- [Obiettivo 1]: Riporta ogni riga dei record più sotto in cui compare la stringa "below".

====== Testo del documento ======

IL NUOVO CODICE DEI CONTRATTI PUBBLICI E IL PRINCIPIO DEL RISULTATO

Nelle previsioni del legislatore, il risultato diventa prioritario per l’esercizio del potere discrezionale e per valutare la responsabilità dei soggetti coinvolti in ogni fase del ciclo di procurement

 

Come è noto, il Governo ha approvato di recente il nuovo Codice dei contratti pubblici, dopo un articolato lavoro da parte del Consiglio di Stato che, nella quasi totalità, è stato recepito nel Decreto Legislativo n. 36 del 2023.

Si è trattato di uno sforzo importante e la linea evidente che si è inteso seguire è quella di non ingessare le amministrazioni appaltanti nelle precedenti regole considerate troppo rigide, introducendo semplificazioni e accelerazioni sia nella fase della aggiudicazione, sia in quella della esecuzione.

Inoltre si è molto puntato sulla completa digitalizzazione della PA, e finché questo non avverrà, la partenza del nuovo Codice sarà zoppicante.

A prescindere da tale considerazione, però, va posta l’attenzione su di una novità senz’altro interessante. Una delle innovazioni più significative è il Capo I del Codice dedicato ai Principi, indicati in apertura del nuovo Testo. Tra questi, oltre al principio della fiducia e a quello di accesso al mercato, assume rilievo di forte novità quello che fissa il c.d. «principio del risultato».

Il Legislatore ha voluto, dunque, porre subito, all’art.1, la regola interpretativa fondamentale con cui le norme devono essere lette, nel senso che scopo primario è realizzare l’opera o il servizio desinato alla collettività.

======

- [Obiettivo 2]: Riscrivi il passo del testo sul nuovo Codice dei contratti pubblici compreso tra "Si è trattato" e "Codice sarà zoppicante.", estremi inclusi, mettendo "informatizzazione" al posto di "digitalizzazione".

====== Record archiviati ======

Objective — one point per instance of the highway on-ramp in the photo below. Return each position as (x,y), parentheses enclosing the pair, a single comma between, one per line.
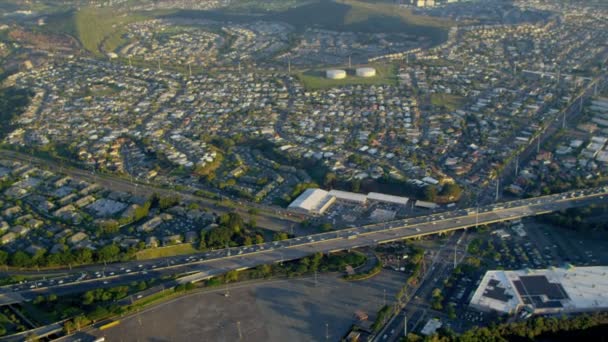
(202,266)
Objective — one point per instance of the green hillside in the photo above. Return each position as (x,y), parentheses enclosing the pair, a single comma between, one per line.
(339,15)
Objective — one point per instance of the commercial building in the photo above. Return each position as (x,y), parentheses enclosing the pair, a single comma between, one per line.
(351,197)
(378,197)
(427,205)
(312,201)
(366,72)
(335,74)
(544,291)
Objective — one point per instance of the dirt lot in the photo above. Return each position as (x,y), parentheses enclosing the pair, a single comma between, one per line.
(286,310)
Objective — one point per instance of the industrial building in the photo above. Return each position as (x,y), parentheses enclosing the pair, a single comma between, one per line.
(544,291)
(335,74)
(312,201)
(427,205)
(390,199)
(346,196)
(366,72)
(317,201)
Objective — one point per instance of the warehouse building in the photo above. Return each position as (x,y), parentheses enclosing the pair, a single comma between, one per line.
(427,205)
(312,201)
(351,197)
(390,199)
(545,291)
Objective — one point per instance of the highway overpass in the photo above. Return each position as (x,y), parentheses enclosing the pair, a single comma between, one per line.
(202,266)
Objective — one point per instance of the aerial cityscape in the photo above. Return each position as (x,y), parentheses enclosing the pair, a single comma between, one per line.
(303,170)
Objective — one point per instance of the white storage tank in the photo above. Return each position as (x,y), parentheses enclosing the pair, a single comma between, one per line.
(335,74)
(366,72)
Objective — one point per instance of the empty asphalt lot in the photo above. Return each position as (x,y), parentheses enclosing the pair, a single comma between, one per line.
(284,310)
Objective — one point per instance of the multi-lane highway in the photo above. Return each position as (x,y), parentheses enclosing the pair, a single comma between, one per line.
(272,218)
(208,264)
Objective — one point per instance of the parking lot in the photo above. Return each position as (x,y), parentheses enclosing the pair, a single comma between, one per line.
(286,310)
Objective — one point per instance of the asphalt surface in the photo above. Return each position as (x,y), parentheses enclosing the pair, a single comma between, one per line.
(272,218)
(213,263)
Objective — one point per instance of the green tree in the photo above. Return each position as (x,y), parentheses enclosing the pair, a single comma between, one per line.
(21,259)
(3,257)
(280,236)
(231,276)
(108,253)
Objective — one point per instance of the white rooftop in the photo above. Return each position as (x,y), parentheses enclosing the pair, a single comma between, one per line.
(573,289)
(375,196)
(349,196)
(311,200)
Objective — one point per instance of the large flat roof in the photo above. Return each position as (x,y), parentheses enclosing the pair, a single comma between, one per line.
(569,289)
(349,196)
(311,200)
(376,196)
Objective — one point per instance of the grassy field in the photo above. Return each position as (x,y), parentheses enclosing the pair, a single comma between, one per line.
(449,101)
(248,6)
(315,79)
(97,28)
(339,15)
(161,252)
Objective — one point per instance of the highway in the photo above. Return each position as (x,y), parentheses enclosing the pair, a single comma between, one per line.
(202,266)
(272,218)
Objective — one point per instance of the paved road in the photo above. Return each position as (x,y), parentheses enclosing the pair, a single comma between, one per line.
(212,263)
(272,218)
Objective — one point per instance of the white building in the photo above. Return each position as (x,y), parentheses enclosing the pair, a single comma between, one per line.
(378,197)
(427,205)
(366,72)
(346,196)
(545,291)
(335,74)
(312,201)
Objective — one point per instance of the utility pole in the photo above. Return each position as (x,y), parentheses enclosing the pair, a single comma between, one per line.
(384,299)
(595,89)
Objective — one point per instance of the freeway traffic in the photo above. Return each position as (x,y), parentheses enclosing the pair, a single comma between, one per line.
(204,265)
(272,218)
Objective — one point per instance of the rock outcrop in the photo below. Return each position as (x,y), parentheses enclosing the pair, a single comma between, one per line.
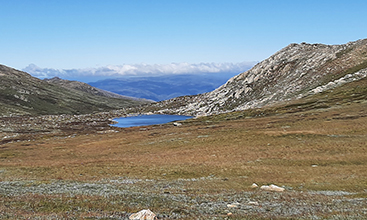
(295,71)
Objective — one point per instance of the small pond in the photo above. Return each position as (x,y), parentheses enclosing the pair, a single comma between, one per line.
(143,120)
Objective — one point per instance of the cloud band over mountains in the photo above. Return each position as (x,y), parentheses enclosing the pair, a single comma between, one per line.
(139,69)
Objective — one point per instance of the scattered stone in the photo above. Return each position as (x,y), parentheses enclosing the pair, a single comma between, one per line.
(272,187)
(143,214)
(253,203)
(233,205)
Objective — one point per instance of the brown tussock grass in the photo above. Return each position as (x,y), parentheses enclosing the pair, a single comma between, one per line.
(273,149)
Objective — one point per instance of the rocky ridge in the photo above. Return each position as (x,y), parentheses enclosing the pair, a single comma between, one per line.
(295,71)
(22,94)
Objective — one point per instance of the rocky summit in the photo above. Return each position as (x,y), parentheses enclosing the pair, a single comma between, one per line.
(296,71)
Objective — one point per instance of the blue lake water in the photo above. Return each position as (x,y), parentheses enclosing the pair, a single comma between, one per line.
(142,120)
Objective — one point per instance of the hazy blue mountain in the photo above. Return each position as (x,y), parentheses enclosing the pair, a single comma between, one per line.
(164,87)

======

- [Soluzione completa 1]:
Objective — one point per instance of the highway on-ramp in the photo below. Return each position as (x,y), parentheses enclosing the pair, a single comma between, one per line.
Objective — one point per instance of the rock outcrop in the photo below. Return each position as (x,y), parentheses enclosing the pair, a single comma between, one per line.

- [Soluzione completa 2]:
Si è trattato di uno sforzo importante e la linea evidente che si è inteso seguire è quella di non ingessare le amministrazioni appaltanti nelle precedenti regole considerate troppo rigide, introducendo semplificazioni e accelerazioni sia nella fase della aggiudicazione, sia in quella della esecuzione.

Inoltre si è molto puntato sulla completa informatizzazione della PA, e finché questo non avverrà, la partenza del nuovo Codice sarà zoppicante.